Task 1 →
In one to three sentences, explain what the grok processor is used for, according to the Elasticsearch ingest pipelines article.

Text block →
:::

Elasticsearch Ingest Pipelines: Powering Log Processing with Custom Processors

Elasticsearch’s ingest pipelines are a powerful mechanism to pre-process documents before indexing them. Whether you’re shipping application logs, metrics, or structured events, ingest pipelines give you a flexible, scalable way to enrich, transform, or drop data at the ingestion phase.

In this article, we’ll explore:

What is an Elasticsearch Ingest Pipeline?
How to configure ingest pipelines
Core processors: grok, set, rename, remove, geoip, etc.
Advanced processors: dissect, csv, and json
When to use what: Choosing the right processor for your data
Complete real-world examples

What Is an Ingest Pipeline?

An ingest pipeline in Elasticsearch is a sequence of processors that execute on incoming documents. Think of it as a transformation pipeline — raw logs in, enriched documents out — before they’re indexed.

Each processor is a modular step in that transformation: parsing a field, extracting structured data, adding geo-information, or even dropping irrelevant fields.

Creating a Simple Ingest Pipeline

PUT _ingest/pipeline/add_env
{
  "description": "Add environment tag",
  "processors": [
    {
      "set": {
        "field": "env",
        "value": "production"
      }
    }
  ]
}

Let’s define a basic ingest pipeline that adds a static field to incoming documents:

This pipeline adds "env": "production" to every document processed by it.

Core Processors in Action

1. `grok` – Regex-based parsing

The grok processor is used to parse unstructured log data into structured fields.

Log Example:

2025-04-16T14:01:09Z ERROR PaymentService - Transaction failed for user 12345

Grok pattern:

{
  "grok": {
    "field": "message",
    "patterns": [
      "%{TIMESTAMP_ISO8601:timestamp} %{LOGLEVEL:level} %{WORD:service} - %{GREEDYDATA:message}"

:::

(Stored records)
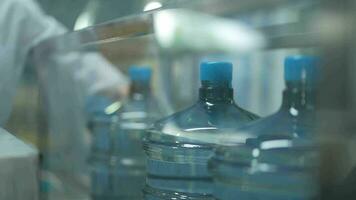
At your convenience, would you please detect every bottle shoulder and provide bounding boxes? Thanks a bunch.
[225,109,314,143]
[148,102,256,143]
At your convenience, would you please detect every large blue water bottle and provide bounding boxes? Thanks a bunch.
[209,56,319,200]
[144,62,257,200]
[86,95,118,200]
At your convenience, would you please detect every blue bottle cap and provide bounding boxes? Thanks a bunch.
[129,66,152,81]
[200,62,232,82]
[284,55,319,83]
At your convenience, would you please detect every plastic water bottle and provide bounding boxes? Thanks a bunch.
[87,67,160,200]
[144,62,257,200]
[209,56,318,200]
[113,67,160,200]
[86,96,118,200]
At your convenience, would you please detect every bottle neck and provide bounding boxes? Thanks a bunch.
[199,81,234,104]
[282,83,315,112]
[129,81,151,100]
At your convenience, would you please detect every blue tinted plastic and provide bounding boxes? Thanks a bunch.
[200,62,232,82]
[144,61,257,199]
[284,55,320,83]
[129,66,152,81]
[209,56,318,200]
[90,67,160,200]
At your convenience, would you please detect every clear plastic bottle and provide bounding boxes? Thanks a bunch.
[144,62,257,200]
[209,56,318,200]
[89,66,161,200]
[113,67,161,200]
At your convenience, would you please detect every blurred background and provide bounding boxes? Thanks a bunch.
[4,0,356,199]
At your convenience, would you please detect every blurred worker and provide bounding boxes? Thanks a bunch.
[0,0,127,125]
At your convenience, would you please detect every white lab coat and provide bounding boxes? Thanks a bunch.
[0,0,126,125]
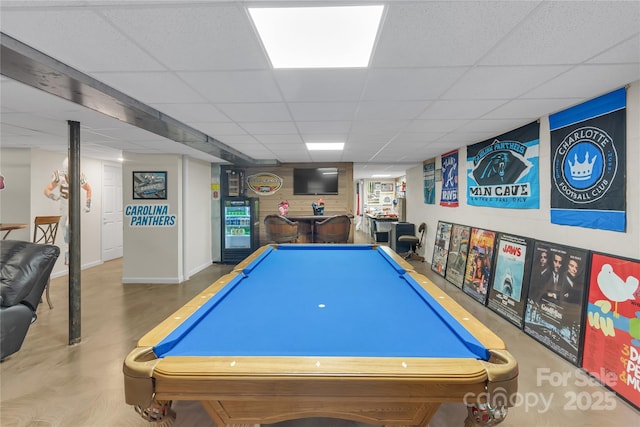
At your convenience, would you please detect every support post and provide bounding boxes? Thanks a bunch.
[67,120,82,345]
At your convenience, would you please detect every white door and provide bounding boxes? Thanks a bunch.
[102,164,122,261]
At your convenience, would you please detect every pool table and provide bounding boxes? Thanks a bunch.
[123,244,518,426]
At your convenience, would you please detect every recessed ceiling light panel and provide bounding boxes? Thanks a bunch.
[248,5,384,68]
[306,142,344,151]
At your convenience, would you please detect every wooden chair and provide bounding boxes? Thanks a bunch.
[264,215,298,243]
[314,215,351,243]
[33,215,61,309]
[398,222,427,261]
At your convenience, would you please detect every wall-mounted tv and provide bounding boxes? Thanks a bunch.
[293,168,338,195]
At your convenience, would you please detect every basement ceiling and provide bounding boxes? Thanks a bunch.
[0,0,640,178]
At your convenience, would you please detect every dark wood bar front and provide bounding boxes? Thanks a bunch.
[287,213,353,243]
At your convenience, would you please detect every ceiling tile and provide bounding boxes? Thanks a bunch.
[443,66,570,99]
[93,72,205,104]
[1,7,164,73]
[103,1,268,71]
[480,1,640,65]
[216,102,291,122]
[372,1,536,67]
[362,67,466,101]
[178,70,282,103]
[274,69,367,102]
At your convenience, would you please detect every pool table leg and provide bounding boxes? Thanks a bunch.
[464,403,507,427]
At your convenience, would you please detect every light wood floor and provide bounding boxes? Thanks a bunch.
[0,233,640,427]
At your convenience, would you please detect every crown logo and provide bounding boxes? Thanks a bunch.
[569,151,596,181]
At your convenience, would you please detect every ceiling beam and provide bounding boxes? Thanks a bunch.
[0,32,280,166]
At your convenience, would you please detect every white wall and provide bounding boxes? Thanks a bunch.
[184,159,211,276]
[0,148,33,240]
[407,82,640,262]
[28,149,102,277]
[122,153,184,283]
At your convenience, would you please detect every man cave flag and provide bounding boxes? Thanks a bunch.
[467,122,540,209]
[549,88,626,231]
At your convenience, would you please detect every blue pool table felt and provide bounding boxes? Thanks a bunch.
[154,245,489,360]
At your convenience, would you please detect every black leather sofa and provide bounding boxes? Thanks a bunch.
[0,240,60,360]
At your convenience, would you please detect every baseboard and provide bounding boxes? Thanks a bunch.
[189,262,212,277]
[50,261,104,279]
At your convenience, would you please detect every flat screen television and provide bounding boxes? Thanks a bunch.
[293,168,338,195]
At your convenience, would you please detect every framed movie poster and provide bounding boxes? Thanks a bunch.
[487,233,533,328]
[582,253,640,408]
[462,227,496,305]
[431,221,452,277]
[524,242,589,365]
[445,224,471,288]
[133,171,167,200]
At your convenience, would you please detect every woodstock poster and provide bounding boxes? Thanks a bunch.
[467,122,540,209]
[582,253,640,408]
[549,88,627,232]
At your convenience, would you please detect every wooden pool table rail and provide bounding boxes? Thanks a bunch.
[123,245,518,426]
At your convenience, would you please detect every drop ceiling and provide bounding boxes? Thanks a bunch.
[0,0,640,178]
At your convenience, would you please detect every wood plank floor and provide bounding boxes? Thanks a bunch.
[0,233,640,427]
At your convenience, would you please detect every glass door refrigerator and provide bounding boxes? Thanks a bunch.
[221,197,260,264]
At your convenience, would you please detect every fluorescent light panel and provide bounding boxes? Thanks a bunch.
[248,5,384,68]
[306,142,344,151]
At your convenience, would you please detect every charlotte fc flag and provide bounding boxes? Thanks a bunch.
[440,150,458,207]
[549,88,627,231]
[467,122,540,209]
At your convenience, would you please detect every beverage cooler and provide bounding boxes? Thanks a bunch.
[221,197,260,264]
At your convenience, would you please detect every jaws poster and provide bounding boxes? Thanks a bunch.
[487,233,533,328]
[467,122,540,209]
[582,253,640,408]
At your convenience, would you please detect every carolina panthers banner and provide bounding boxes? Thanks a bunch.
[467,122,540,209]
[422,159,436,205]
[549,88,627,231]
[440,150,458,207]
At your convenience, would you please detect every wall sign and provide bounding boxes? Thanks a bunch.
[124,205,177,227]
[247,172,282,196]
[133,171,167,200]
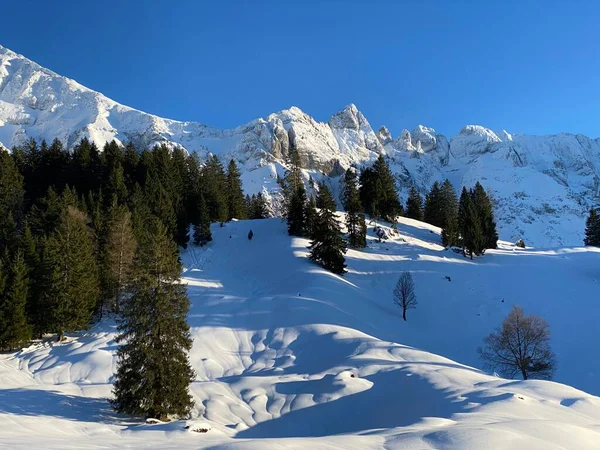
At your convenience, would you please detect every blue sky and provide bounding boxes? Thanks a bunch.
[0,0,600,137]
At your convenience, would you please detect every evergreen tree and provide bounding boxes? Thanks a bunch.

:::

Task 2 →
Please extract, word for word, the lines of the stored records running from the line with "At your convenience, would you please detect every wall sign" through the end of the records, leaving out the pictures.

Exercise result 1 →
The grok processor parses unstructured log data into structured fields. In the article's example, a log line is split into a timestamp, a log level, a service name and a message.

Exercise result 2 →
At your convenience, would you please detect every wall sign and provide bounding boxes? Thanks a bunch.
[124,205,177,227]
[247,172,282,196]
[133,171,167,200]
At your convenience, would you please detect every blue sky and provide bounding boxes? Thanks a bunch.
[0,0,600,137]
At your convenience, would you please detect every evergreen tree and provide bounding boxes? Thanks a bunch.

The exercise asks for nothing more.